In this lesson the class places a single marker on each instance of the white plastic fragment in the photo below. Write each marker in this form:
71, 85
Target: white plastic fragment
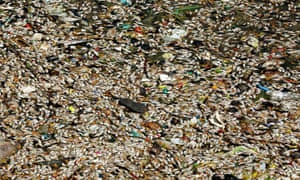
193, 121
177, 141
216, 120
252, 41
165, 77
175, 34
6, 149
28, 89
37, 36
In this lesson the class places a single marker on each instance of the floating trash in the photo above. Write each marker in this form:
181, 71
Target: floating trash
128, 89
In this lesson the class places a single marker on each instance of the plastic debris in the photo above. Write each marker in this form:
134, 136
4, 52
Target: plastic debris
214, 86
175, 34
7, 149
133, 106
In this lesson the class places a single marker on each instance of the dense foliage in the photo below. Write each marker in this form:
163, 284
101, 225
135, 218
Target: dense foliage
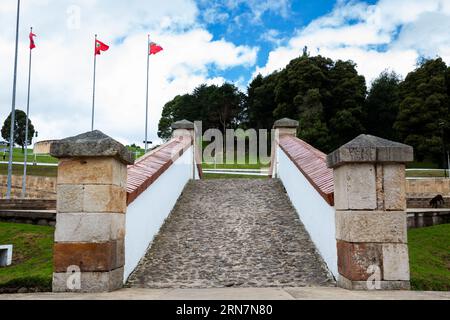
218, 107
331, 101
19, 129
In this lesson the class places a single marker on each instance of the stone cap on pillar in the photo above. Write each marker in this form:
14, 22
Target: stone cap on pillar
286, 123
183, 125
367, 148
91, 144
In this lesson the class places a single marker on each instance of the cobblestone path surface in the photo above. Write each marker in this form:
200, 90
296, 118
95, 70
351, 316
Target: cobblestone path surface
232, 233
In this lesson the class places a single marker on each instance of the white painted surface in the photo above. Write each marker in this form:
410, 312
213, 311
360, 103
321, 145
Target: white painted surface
146, 215
315, 213
6, 255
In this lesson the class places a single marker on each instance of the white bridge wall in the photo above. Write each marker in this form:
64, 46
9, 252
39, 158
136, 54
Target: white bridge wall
316, 214
146, 215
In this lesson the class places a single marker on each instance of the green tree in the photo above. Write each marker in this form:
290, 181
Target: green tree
334, 91
260, 103
19, 129
218, 107
424, 111
382, 105
313, 128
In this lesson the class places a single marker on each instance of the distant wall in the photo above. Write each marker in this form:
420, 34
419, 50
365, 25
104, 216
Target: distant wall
37, 187
429, 187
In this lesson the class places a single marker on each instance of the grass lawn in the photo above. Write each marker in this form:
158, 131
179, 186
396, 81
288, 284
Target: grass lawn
18, 156
31, 170
429, 250
32, 256
425, 174
210, 176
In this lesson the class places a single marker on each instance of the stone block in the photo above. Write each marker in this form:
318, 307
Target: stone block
394, 186
89, 281
345, 283
371, 226
367, 148
92, 171
70, 198
104, 198
396, 262
89, 227
354, 259
355, 187
89, 145
89, 257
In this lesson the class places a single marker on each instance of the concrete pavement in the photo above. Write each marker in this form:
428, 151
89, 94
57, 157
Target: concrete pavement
304, 293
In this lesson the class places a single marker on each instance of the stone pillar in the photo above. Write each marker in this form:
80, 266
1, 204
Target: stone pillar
91, 206
371, 220
281, 127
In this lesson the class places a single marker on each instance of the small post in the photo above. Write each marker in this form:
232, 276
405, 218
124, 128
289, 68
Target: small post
91, 206
371, 221
281, 127
185, 129
93, 85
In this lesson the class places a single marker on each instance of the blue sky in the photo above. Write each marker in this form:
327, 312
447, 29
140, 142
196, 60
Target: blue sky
205, 41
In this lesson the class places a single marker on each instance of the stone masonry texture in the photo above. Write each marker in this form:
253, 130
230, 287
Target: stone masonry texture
232, 233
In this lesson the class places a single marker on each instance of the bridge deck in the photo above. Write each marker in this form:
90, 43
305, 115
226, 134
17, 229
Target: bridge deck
232, 233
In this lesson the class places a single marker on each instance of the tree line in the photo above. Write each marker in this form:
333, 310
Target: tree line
332, 103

---*---

• _What you will do_
Copy out the whole listing above, replacing "marker" with "pin" wherever it occurs and changing nothing else. Leave out the pictures.

• _Answer below_
In this lesson the class places a single pin on each instance of the white plastic fragment in the photo below. Write each pin in this form:
71, 85
Target: white plastic fragment
193, 121
177, 141
216, 120
252, 41
165, 77
175, 34
6, 149
28, 89
37, 36
In this lesson the class places a single pin on each instance of the floating trash in the photo above. Write each pin in this form:
181, 71
Target: floating trash
128, 89
In this lesson the class places a single pin on each instance of the plastic debris in the photo above. Write each pin in this form:
134, 136
4, 52
Target: plastic debris
214, 86
175, 34
7, 149
133, 106
In this lesson the class places a single pin on each instance of the dense foliage in the photo below. Write each pin in this form:
163, 284
101, 225
135, 218
Target: dense foliage
218, 107
331, 101
19, 129
In this lesson the class places a single pin on each instance of the stone cap on pillar in the photo above. Write each pin in this form:
14, 22
Target: stone cap on pillar
286, 123
183, 125
367, 148
91, 144
In this lesson the class places a single pin on each instance of the cobblestone path surface in the photo above. Write each pin in this form:
200, 90
296, 118
95, 70
351, 316
Target: cobblestone path surface
232, 233
In this lesson the class places a single pin on each instance of the white painted surface in the photo above. Write each pin in this form:
410, 312
213, 311
360, 103
321, 145
Target: white painted surface
146, 215
315, 213
6, 255
In this lesson the class places a single pin on each instance of the white bridge wall in the photo above. Write each pin in this form:
64, 46
9, 252
39, 158
136, 54
Target: white bridge wall
316, 214
146, 215
In this lesson the class places a single pin on each instance of the green tree in the photo above. Write each pin in this form:
290, 181
Target: green tree
334, 91
260, 103
19, 129
218, 107
424, 111
382, 105
313, 128
In this lesson the class places a single pin on each instance of the distant wall in the photo above. Write each pin in this form:
420, 34
419, 50
365, 25
104, 216
Target: distant wall
37, 187
429, 187
In this lesson the class places a single pin on each instance of the grass lawn in the photo above. Write each pin in this form:
158, 131
179, 186
396, 81
288, 284
Target: grass lawn
18, 156
31, 170
429, 250
32, 256
425, 174
210, 176
In this lesson the class places a single pin on each instance of the stone block in the photo above. Write each pin in this form:
318, 307
Target: stone block
394, 186
89, 281
345, 283
371, 226
367, 148
92, 171
70, 198
104, 198
396, 262
89, 227
354, 259
355, 187
89, 145
89, 257
In this lesson the class places a single pin on each instance of the concrete pavement in the photo above. Write each pin in this form:
428, 151
89, 94
57, 157
Target: concrete pavement
304, 293
In this lesson the class places a single pin on each instance of the stone pillar in the photo above. Write each pin in this form:
80, 266
1, 204
Target: stone pillar
91, 206
371, 220
281, 127
In this lesson the class places a single pin on each instance of the small post in the photo above. Write each pin in this form:
232, 276
405, 218
124, 128
289, 68
Target: small post
91, 206
371, 221
281, 127
185, 129
93, 85
In this lesson the class places a single pin on each instance of the blue sky in the photo above. Write each pin in this form:
327, 312
447, 29
140, 142
196, 60
Target: blue sky
205, 41
In this lesson the class places a single pin on each instance of the stone masonry texture in the photo above. Write each pin in this form:
253, 130
230, 287
Target: stone masonry texture
232, 233
In this lesson the class places a single pin on each instance of the bridge deck in the photo above. Write each pin in this form:
90, 43
305, 115
226, 134
17, 229
Target: bridge deck
232, 233
In this lesson the class places a single pin on each instance of the tree line in the photo above. Write each pin in this form:
333, 310
Target: tree line
332, 103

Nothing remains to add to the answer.